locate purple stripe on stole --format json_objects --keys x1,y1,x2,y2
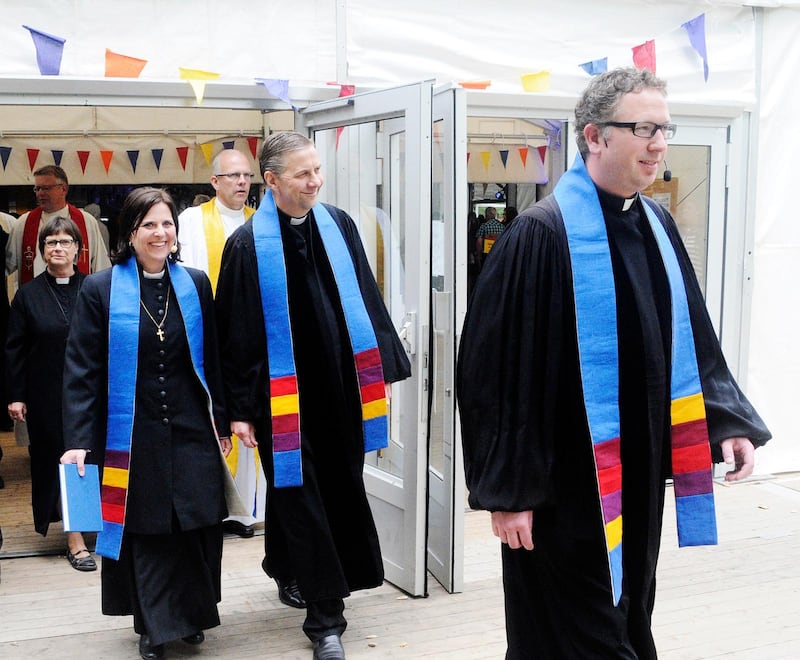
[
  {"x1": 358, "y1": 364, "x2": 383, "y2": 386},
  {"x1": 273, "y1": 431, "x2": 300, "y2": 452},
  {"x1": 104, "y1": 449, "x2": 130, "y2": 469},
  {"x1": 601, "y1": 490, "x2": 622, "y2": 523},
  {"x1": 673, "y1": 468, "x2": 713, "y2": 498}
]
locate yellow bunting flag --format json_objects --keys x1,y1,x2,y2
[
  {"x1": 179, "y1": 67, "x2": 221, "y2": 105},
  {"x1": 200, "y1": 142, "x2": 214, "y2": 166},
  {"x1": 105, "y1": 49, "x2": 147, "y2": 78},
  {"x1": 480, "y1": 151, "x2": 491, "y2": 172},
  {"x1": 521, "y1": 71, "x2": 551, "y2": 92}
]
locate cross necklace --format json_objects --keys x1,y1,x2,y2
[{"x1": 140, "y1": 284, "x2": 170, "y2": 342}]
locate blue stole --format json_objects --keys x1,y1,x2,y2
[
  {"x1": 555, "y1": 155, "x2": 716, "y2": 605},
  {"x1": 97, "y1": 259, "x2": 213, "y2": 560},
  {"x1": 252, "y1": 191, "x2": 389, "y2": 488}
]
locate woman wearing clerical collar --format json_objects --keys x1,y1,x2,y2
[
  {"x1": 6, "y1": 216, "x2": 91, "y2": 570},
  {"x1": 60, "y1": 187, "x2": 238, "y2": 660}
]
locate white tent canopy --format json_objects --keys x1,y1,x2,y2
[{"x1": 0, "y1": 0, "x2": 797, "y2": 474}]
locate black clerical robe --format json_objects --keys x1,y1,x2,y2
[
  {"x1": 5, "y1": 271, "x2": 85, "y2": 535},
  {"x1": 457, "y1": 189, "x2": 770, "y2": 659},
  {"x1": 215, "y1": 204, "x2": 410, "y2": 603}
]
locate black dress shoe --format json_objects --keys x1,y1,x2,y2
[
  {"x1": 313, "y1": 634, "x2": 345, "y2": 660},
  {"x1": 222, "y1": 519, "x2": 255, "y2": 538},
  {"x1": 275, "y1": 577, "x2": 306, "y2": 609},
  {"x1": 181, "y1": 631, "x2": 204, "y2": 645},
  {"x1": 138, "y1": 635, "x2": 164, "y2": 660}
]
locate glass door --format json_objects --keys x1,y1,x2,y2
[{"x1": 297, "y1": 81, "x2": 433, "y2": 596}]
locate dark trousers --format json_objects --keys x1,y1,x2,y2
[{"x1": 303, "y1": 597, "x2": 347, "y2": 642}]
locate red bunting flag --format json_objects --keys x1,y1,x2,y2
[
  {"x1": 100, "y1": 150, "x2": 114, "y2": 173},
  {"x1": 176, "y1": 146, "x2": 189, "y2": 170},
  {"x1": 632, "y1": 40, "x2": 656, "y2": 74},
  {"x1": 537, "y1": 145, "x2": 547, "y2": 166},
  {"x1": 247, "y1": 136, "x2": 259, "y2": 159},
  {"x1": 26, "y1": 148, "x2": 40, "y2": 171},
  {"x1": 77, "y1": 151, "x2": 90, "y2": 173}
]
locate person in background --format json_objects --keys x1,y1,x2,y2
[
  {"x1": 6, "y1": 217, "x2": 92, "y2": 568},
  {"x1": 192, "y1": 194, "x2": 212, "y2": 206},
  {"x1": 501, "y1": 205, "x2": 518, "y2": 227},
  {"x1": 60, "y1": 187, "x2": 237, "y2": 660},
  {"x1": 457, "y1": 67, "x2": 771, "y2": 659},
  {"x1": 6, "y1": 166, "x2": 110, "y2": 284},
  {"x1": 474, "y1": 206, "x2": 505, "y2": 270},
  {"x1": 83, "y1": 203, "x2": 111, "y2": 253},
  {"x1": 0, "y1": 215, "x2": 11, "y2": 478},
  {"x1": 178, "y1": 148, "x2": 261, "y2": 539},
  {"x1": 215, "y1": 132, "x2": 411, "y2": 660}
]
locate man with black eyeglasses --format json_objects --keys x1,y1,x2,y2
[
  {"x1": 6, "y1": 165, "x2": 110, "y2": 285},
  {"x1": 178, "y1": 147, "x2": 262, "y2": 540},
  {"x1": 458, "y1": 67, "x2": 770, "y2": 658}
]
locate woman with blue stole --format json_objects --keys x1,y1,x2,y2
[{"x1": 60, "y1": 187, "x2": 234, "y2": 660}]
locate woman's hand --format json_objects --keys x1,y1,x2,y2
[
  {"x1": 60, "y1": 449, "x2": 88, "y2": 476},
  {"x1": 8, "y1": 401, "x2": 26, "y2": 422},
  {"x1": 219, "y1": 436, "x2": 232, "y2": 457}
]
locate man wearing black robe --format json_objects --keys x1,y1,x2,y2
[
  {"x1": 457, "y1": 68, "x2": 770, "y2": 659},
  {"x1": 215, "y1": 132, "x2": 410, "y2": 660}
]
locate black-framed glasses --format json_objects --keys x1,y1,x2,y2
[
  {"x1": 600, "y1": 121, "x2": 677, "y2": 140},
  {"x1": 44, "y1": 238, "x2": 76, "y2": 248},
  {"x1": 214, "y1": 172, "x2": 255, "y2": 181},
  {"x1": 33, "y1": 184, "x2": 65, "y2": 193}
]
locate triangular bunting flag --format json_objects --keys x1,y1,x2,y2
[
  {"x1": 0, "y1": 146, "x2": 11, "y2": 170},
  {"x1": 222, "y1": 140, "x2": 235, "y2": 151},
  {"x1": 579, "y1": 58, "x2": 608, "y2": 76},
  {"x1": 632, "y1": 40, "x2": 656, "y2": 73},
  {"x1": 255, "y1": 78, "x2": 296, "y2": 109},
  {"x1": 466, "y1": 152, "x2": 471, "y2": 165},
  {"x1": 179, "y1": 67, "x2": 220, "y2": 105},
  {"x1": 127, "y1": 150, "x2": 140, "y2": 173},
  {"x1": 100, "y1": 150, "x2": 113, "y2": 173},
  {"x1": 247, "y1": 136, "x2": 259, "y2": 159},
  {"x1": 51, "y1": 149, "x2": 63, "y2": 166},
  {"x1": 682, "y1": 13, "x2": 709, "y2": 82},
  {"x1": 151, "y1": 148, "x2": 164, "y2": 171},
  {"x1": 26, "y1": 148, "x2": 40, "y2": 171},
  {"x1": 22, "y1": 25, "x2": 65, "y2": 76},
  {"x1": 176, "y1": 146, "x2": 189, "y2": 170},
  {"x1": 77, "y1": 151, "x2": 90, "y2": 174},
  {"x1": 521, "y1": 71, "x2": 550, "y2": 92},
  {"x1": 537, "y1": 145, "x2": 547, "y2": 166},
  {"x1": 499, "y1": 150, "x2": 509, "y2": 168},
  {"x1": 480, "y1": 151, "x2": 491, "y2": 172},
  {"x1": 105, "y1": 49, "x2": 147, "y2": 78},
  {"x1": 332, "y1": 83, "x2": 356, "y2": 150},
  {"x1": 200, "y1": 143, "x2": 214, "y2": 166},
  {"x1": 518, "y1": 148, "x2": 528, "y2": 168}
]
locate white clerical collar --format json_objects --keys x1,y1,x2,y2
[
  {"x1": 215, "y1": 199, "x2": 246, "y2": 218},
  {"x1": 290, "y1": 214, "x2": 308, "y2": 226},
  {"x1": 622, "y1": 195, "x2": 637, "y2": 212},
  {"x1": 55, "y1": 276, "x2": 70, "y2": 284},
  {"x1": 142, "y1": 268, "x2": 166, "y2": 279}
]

_ _ _ _

AIM OF THE TASK
The records above should be duplicated exactly, with none of their pictures kept.

YOUR RESPONSE
locate purple stripe on stole --format json_objects --keys x1,y1,x2,y2
[
  {"x1": 358, "y1": 364, "x2": 383, "y2": 386},
  {"x1": 273, "y1": 431, "x2": 300, "y2": 452},
  {"x1": 104, "y1": 449, "x2": 130, "y2": 469},
  {"x1": 601, "y1": 490, "x2": 622, "y2": 523},
  {"x1": 673, "y1": 468, "x2": 713, "y2": 498}
]
locate yellow bunting flag --format json_objects --keys x1,y1,x2,y2
[
  {"x1": 179, "y1": 67, "x2": 221, "y2": 105},
  {"x1": 200, "y1": 142, "x2": 214, "y2": 166},
  {"x1": 105, "y1": 49, "x2": 147, "y2": 78},
  {"x1": 480, "y1": 151, "x2": 491, "y2": 172},
  {"x1": 521, "y1": 71, "x2": 551, "y2": 92}
]
locate cross necklace --format json_objects --keys x1,y1,x2,y2
[{"x1": 140, "y1": 284, "x2": 170, "y2": 342}]
locate blue stole --format json_objects --keys x1,y1,x2,y2
[
  {"x1": 555, "y1": 155, "x2": 716, "y2": 605},
  {"x1": 97, "y1": 259, "x2": 213, "y2": 560},
  {"x1": 252, "y1": 191, "x2": 389, "y2": 488}
]
locate woman wearing clerical collar --format json_objects --keys x1,y1,x2,y2
[
  {"x1": 6, "y1": 216, "x2": 91, "y2": 570},
  {"x1": 60, "y1": 187, "x2": 238, "y2": 660}
]
locate white tent canopy --format json_objects --keys x1,y1,x2,y2
[{"x1": 0, "y1": 0, "x2": 797, "y2": 474}]
locate black clerical robe --format json_objects --keys x1,y1,x2,y2
[
  {"x1": 5, "y1": 271, "x2": 85, "y2": 535},
  {"x1": 457, "y1": 189, "x2": 770, "y2": 659},
  {"x1": 215, "y1": 204, "x2": 410, "y2": 603}
]
locate black dress shoe --format json_objects --keys x1,y1,x2,y2
[
  {"x1": 313, "y1": 634, "x2": 345, "y2": 660},
  {"x1": 222, "y1": 519, "x2": 255, "y2": 538},
  {"x1": 275, "y1": 577, "x2": 306, "y2": 609},
  {"x1": 181, "y1": 631, "x2": 204, "y2": 645},
  {"x1": 138, "y1": 635, "x2": 164, "y2": 660}
]
locate glass door --format json_objects --keys x1,y1,x2,y2
[{"x1": 297, "y1": 81, "x2": 433, "y2": 596}]
locate dark trousers --format json_objects --keys x1,y1,x2,y2
[{"x1": 303, "y1": 597, "x2": 347, "y2": 642}]
locate red bunting flag --format json_objects --keys x1,y1,x2,y2
[
  {"x1": 100, "y1": 150, "x2": 114, "y2": 173},
  {"x1": 176, "y1": 146, "x2": 189, "y2": 170},
  {"x1": 632, "y1": 40, "x2": 656, "y2": 74},
  {"x1": 537, "y1": 145, "x2": 547, "y2": 166},
  {"x1": 247, "y1": 136, "x2": 259, "y2": 159},
  {"x1": 26, "y1": 148, "x2": 40, "y2": 171},
  {"x1": 77, "y1": 151, "x2": 90, "y2": 173}
]
locate person in background --format json_objects --keys x1,y1,x2,y2
[
  {"x1": 6, "y1": 217, "x2": 92, "y2": 568},
  {"x1": 192, "y1": 194, "x2": 212, "y2": 206},
  {"x1": 501, "y1": 205, "x2": 518, "y2": 227},
  {"x1": 60, "y1": 187, "x2": 237, "y2": 660},
  {"x1": 457, "y1": 67, "x2": 771, "y2": 659},
  {"x1": 6, "y1": 166, "x2": 110, "y2": 284},
  {"x1": 474, "y1": 206, "x2": 505, "y2": 270},
  {"x1": 83, "y1": 203, "x2": 111, "y2": 253},
  {"x1": 0, "y1": 215, "x2": 11, "y2": 478},
  {"x1": 178, "y1": 148, "x2": 261, "y2": 539},
  {"x1": 215, "y1": 132, "x2": 411, "y2": 660}
]
locate man with black eyeglasses --format json_objects --keys x1,y1,x2,y2
[
  {"x1": 6, "y1": 165, "x2": 110, "y2": 285},
  {"x1": 178, "y1": 147, "x2": 262, "y2": 540},
  {"x1": 458, "y1": 67, "x2": 770, "y2": 658}
]
locate woman with blue stole --format json_objects --keys x1,y1,x2,y2
[{"x1": 60, "y1": 187, "x2": 234, "y2": 660}]
locate woman's hand --format json_objects --keys x1,y1,x2,y2
[
  {"x1": 60, "y1": 449, "x2": 88, "y2": 476},
  {"x1": 8, "y1": 401, "x2": 26, "y2": 422},
  {"x1": 219, "y1": 436, "x2": 232, "y2": 457}
]
locate man wearing black robe --format json_objects --keys x1,y1,x2,y2
[
  {"x1": 457, "y1": 68, "x2": 770, "y2": 659},
  {"x1": 215, "y1": 132, "x2": 410, "y2": 660}
]
locate black-framed glasses --format json_objects --keys x1,y1,x2,y2
[
  {"x1": 600, "y1": 121, "x2": 677, "y2": 140},
  {"x1": 44, "y1": 238, "x2": 76, "y2": 248},
  {"x1": 214, "y1": 172, "x2": 255, "y2": 181},
  {"x1": 33, "y1": 184, "x2": 65, "y2": 193}
]
locate triangular bunting flag --format json_objects --keys x1,y1,x2,y2
[
  {"x1": 0, "y1": 146, "x2": 11, "y2": 170},
  {"x1": 222, "y1": 140, "x2": 235, "y2": 151},
  {"x1": 579, "y1": 58, "x2": 608, "y2": 76},
  {"x1": 632, "y1": 40, "x2": 656, "y2": 73},
  {"x1": 255, "y1": 78, "x2": 296, "y2": 109},
  {"x1": 466, "y1": 152, "x2": 471, "y2": 165},
  {"x1": 179, "y1": 67, "x2": 220, "y2": 105},
  {"x1": 127, "y1": 150, "x2": 140, "y2": 173},
  {"x1": 100, "y1": 150, "x2": 113, "y2": 173},
  {"x1": 247, "y1": 136, "x2": 259, "y2": 159},
  {"x1": 51, "y1": 149, "x2": 63, "y2": 166},
  {"x1": 682, "y1": 13, "x2": 709, "y2": 82},
  {"x1": 151, "y1": 148, "x2": 164, "y2": 171},
  {"x1": 26, "y1": 148, "x2": 40, "y2": 171},
  {"x1": 22, "y1": 25, "x2": 65, "y2": 76},
  {"x1": 176, "y1": 146, "x2": 189, "y2": 170},
  {"x1": 77, "y1": 151, "x2": 90, "y2": 174},
  {"x1": 521, "y1": 71, "x2": 550, "y2": 92},
  {"x1": 537, "y1": 145, "x2": 547, "y2": 166},
  {"x1": 499, "y1": 150, "x2": 509, "y2": 168},
  {"x1": 480, "y1": 151, "x2": 491, "y2": 172},
  {"x1": 105, "y1": 49, "x2": 147, "y2": 78},
  {"x1": 332, "y1": 83, "x2": 356, "y2": 150},
  {"x1": 200, "y1": 143, "x2": 214, "y2": 166},
  {"x1": 518, "y1": 148, "x2": 528, "y2": 168}
]
locate white clerical collar --format json_objects --keys x1,y1,x2,y2
[
  {"x1": 215, "y1": 199, "x2": 246, "y2": 218},
  {"x1": 290, "y1": 214, "x2": 308, "y2": 226},
  {"x1": 622, "y1": 195, "x2": 637, "y2": 212},
  {"x1": 55, "y1": 276, "x2": 70, "y2": 284},
  {"x1": 142, "y1": 268, "x2": 166, "y2": 279}
]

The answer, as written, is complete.